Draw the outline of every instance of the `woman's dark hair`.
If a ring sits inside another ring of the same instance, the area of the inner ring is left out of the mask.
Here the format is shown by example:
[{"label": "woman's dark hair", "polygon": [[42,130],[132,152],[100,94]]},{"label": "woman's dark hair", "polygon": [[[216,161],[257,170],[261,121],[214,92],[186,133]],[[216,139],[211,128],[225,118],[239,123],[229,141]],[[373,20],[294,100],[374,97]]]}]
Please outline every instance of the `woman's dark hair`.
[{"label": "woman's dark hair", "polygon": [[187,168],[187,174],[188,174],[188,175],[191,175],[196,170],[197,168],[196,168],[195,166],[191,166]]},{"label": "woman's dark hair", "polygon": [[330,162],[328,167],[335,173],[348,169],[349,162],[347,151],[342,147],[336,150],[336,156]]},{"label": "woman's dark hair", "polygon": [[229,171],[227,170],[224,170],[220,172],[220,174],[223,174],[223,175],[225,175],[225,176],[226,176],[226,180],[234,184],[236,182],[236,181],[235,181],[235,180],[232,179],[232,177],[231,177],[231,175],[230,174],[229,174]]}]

- - -

* **Your instructions**
Recast the material above as a numbered list with one item per line, leaving out any blank lines.

* **Solution to the exercise**
1. Draw the outline of every instance of the `woman's dark hair`.
2. If a ring sits inside another ring of the same instance, the area of the inner ring is left out of the mask.
3. Here the format is shown by example:
4. [{"label": "woman's dark hair", "polygon": [[42,130],[132,152],[100,94]]},{"label": "woman's dark hair", "polygon": [[[216,161],[257,170],[261,121],[214,92],[186,133]],[[216,139],[211,128],[225,118],[239,123],[229,141]],[[373,20],[294,100],[374,97]]]}]
5. Please outline every instance of the `woman's dark hair`.
6. [{"label": "woman's dark hair", "polygon": [[187,168],[187,174],[188,174],[188,175],[191,175],[196,170],[197,168],[196,168],[195,166],[191,166]]},{"label": "woman's dark hair", "polygon": [[330,162],[328,167],[335,173],[348,169],[349,162],[347,151],[342,147],[336,150],[336,156]]},{"label": "woman's dark hair", "polygon": [[229,171],[227,170],[224,170],[220,172],[220,174],[223,174],[223,175],[225,175],[225,176],[226,176],[226,180],[234,184],[236,182],[236,181],[235,181],[235,180],[232,179],[232,177],[231,177],[231,175],[230,174],[229,174]]}]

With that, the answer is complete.